Task details — Reproduce every line of the data below word for word, leaving out the pictures.

/---

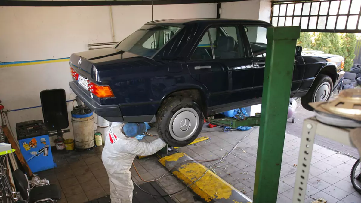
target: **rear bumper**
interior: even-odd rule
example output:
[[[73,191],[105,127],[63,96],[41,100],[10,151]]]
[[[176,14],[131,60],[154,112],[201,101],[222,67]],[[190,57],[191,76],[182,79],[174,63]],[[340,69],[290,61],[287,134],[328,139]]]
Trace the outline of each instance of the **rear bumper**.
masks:
[[[69,85],[80,100],[97,115],[110,122],[123,121],[120,108],[118,105],[101,105],[93,100],[90,96],[84,93],[75,82],[72,81],[69,82]]]

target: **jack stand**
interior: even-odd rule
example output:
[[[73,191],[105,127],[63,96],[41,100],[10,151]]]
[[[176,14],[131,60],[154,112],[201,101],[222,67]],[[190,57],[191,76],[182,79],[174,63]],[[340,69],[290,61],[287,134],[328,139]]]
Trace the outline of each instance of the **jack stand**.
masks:
[[[232,128],[237,128],[240,126],[253,127],[260,125],[261,113],[256,113],[256,115],[247,116],[243,118],[225,118],[216,119],[206,119],[206,121],[217,125],[218,126],[227,126]]]
[[[312,202],[312,203],[326,203],[327,202],[327,200],[325,200],[325,199],[322,198],[320,198],[318,199],[316,199],[314,202]]]
[[[174,149],[173,147],[171,147],[167,145],[162,149],[158,151],[156,154],[159,158],[162,158],[164,156],[173,154],[179,152],[178,151]]]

\---

Correct result —
target: **rear bumper**
interior: even-odd rule
example output:
[[[73,191],[105,127],[63,96],[41,100],[10,151]]]
[[[176,14],[131,60],[154,112],[201,101],[222,67]],[[190,57],[191,76],[182,79],[174,63]],[[340,69],[290,61],[287,134],[328,139]]]
Trace the outline of each instance of the **rear bumper**.
masks:
[[[69,85],[80,100],[97,115],[110,122],[123,121],[120,108],[118,105],[101,105],[93,100],[90,96],[84,93],[75,82],[72,81],[69,82]]]

target: **jack stand**
interior: even-odd rule
example output:
[[[73,191],[105,127],[63,96],[41,100],[10,151]]]
[[[176,14],[131,60],[154,112],[201,101],[222,67]],[[190,57],[191,76],[182,79],[174,63]],[[340,69],[290,61],[287,134],[328,139]]]
Trace the outline of each instance of the **jack stand**.
masks:
[[[232,128],[237,128],[240,126],[253,127],[260,125],[261,113],[256,113],[256,115],[247,116],[243,118],[225,118],[216,119],[206,119],[206,121],[217,125],[218,126],[227,126]]]
[[[312,202],[312,203],[326,203],[327,202],[327,200],[325,200],[325,199],[322,198],[320,198],[318,199],[316,199],[314,202]]]
[[[174,149],[173,147],[171,147],[167,145],[162,149],[158,151],[156,154],[159,158],[162,158],[164,156],[173,154],[179,152],[178,151]]]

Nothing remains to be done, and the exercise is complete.